■ **SOURCE DOCUMENT**

It is the petitioners' contention that the employee was performing no service for his employer at the time he was injured, and that therefore neither injury was one which arose out of and occurred in the course of the employment. We observe, however, that the employee was serving his employer when he went to the store to obtain a spool of thread. Any ordinary risk that he was subjected to while performing that service and which resulted in injury would be chargeable to industry and be compensable. That the employee was serving his employer at the time he received the first cut from the knife of the Mexican assailant must be deemed concluded by the decision in Frigidaire Corp. v. Industrial Acc. Com., 103 Cal. App. 27 [283 P. 974], and the cases therein cited.

The petitioners rely upon such cases as San Francisco & Sac. Ry. Co. v. Industrial Acc. Com., 201 Cal. 597 [258 P. 86], Northwestern Pac. R. R. Co. v. Industrial Acc. Com., 174 Cal. 297 [163 P. 1000, L.R.A. 1918A, 286], Pacific Ind. Co. v. Iudustrial Acc. Com., 27 Cal. App. 2d 499 [81 PaCal.2d 572] (July, 1938), Jenks v. Carey, 136 Cal. App. 80 [28 PaCal.2d 91], and Lumbermen's Mutual Cas. Co. v. Industrial Acc. Com., 134 Cal. App. 131 [25 PaCal.2d 22], wherein it was held under the particular facts of each case that the employee had not shown that at the time he sustained injury he was on an errand for his employer or engaged in an act within the scope of his duties. None of those cases involves facts as to which the rule invoked by the commission could be made applicable. Nevertheless the petitioners seek the application of the general rule there recognized, that an injury sustained while voluntarily doing something outside of the employment is not an injury suffered in the course of the employment. It is argued that even though, under the Frigidaire case, it be considered that the first injury is compensable, the additional injuries inflicted on the employee after he followed the Mexican into the street and attempted to take the knife from him, were the result of a voluntary act without the scope of the employment and could have no connection therewith.

The commission on the other hand argues the applicability of the decisions in Matter of Field v. Charmette Knitted Fabric Co., 245 N.Y. 139 [156 N.E. 642], and Pendl v. [13 Cal. 2d 588] Haenel, 229 App. Div. 52 [241 N.Y. Supp. 59]. In the first of these cases, Field, superintendent of a mill, ordered a knitter, Magid, discharged for unsatisfactory work. Words and threatening gestures ensued between the two men. After closing time Magid waited for Field in the street a few feet from the door of the mill. When Field came out Magid struck him a blow which caused him to fall backward and fracture his skull, and from which he died. A similar argument was there presented in resisting a death benefit award, the contention being that because the injury was inflicted while the men were on the street, the resulting death did not flow from any industrial hazard. In that case it was said: "We think the line of division is drawn too narrowly and closely when circumstances of place are thus considered to the exclusion of all others. The quarrel outside of the mill was merely a continuation or extension of the quarrel begun within ... The situation would be hardly different if a struggle, begun back of the threshold, had ended in a fatal blow delivered on the walk. No reasonable opportunity had been offered the assaulted man to separate himself from the plant, its animosities and dangers. Continuity of cause has been so combined with contiguity in time and space that the quarrel from origin to ending must be taken to be one."

(Raw records)

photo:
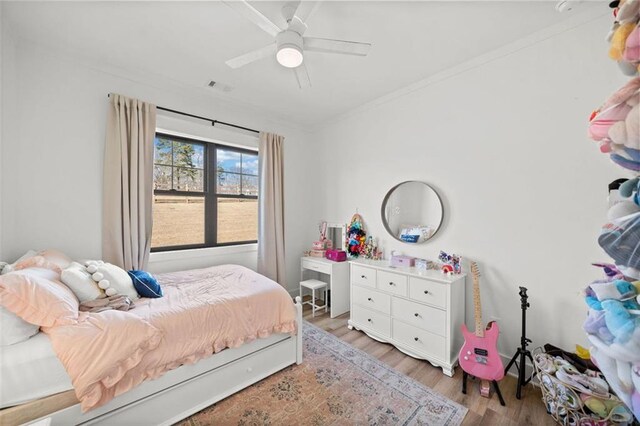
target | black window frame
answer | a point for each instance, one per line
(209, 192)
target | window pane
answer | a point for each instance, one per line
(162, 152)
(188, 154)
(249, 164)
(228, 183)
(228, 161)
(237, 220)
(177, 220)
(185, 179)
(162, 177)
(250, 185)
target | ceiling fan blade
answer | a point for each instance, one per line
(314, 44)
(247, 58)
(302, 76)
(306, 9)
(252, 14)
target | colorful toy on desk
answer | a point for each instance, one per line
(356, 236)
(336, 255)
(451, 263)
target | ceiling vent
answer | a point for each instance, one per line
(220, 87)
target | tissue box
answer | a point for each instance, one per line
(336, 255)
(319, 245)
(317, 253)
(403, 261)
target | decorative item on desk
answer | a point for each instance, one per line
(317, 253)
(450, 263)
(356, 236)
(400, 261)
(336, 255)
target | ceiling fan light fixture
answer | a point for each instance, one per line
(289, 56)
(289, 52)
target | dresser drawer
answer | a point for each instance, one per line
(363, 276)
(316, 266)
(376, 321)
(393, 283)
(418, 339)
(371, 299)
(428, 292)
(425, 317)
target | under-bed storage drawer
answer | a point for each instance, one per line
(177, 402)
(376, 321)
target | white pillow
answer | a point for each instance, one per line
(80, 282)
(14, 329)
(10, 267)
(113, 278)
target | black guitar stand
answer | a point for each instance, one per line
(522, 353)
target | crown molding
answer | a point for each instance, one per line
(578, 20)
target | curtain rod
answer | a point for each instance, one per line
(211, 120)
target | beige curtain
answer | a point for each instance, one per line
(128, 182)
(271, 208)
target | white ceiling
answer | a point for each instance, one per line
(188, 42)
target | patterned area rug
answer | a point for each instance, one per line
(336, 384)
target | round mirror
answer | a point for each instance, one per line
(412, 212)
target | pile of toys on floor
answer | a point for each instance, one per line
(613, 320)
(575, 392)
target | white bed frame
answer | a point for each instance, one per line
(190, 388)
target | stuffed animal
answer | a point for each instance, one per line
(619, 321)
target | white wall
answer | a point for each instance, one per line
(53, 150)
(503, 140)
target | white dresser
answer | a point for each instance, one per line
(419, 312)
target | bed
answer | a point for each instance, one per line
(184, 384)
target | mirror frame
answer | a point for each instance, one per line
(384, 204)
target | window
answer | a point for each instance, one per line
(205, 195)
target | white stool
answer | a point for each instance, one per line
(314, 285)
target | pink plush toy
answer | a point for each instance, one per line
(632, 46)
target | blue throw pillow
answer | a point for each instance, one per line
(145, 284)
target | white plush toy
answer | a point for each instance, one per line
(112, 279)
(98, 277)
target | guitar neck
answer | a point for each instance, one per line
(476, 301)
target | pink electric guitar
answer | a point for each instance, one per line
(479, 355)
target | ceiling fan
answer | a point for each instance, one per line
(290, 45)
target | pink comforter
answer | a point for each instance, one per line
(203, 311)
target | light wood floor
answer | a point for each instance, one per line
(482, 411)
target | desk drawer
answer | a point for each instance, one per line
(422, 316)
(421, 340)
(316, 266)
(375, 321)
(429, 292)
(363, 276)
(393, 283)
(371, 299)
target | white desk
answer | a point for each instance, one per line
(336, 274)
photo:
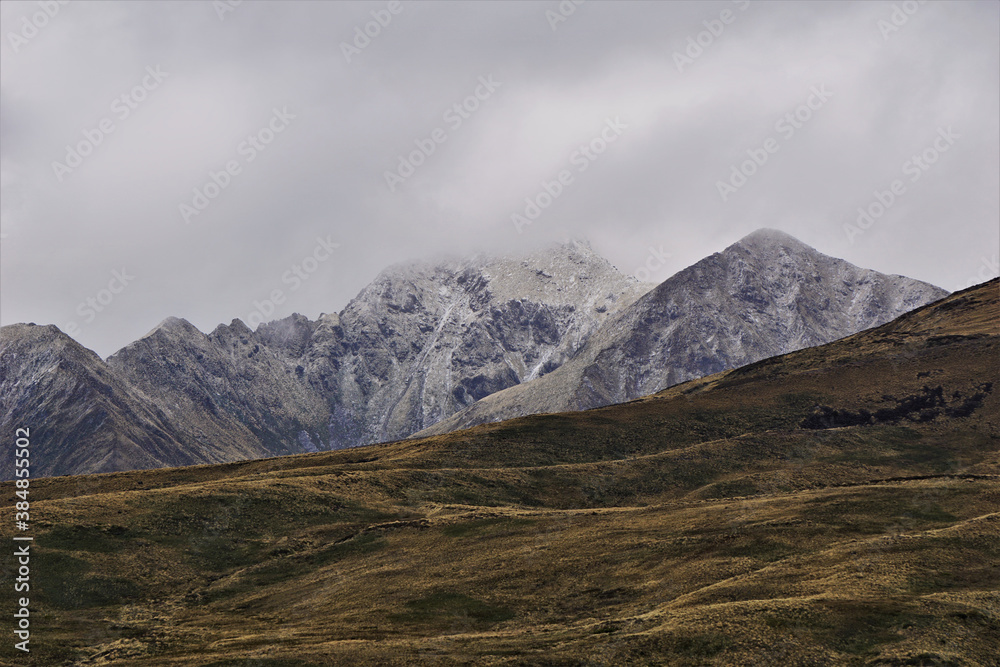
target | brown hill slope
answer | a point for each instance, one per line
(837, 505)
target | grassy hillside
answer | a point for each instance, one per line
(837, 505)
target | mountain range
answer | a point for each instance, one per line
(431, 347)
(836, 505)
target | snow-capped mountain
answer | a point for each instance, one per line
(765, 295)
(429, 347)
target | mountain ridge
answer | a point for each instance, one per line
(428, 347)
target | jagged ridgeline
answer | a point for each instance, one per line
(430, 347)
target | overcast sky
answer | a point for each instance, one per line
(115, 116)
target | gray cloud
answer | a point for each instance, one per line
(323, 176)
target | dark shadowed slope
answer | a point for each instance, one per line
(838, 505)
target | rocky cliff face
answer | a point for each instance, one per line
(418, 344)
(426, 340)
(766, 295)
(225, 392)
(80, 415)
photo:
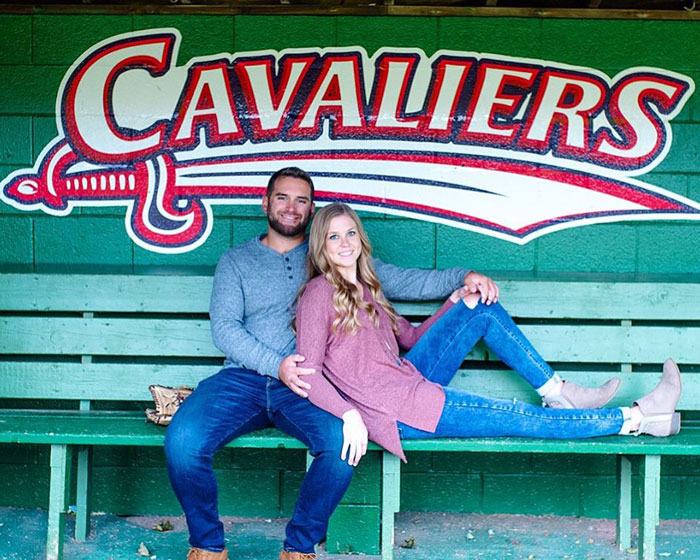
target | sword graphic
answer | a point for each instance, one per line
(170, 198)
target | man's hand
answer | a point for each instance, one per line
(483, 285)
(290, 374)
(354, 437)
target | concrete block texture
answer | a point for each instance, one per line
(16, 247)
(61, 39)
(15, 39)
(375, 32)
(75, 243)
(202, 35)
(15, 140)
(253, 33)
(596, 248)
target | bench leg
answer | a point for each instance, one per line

■ **WORK TO BE COMPLETED**
Please answer these questions from the court opinion, one per line:
1. What did the employee go to the store to obtain?
2. What did the employee attempt to do after following the Mexican into the street?
3. Why was Magid ordered discharged?
The material has no connection to the court opinion.

■ **EXERCISE OUTPUT**
1. A spool of thread.
2. To take the knife from him.
3. For unsatisfactory work.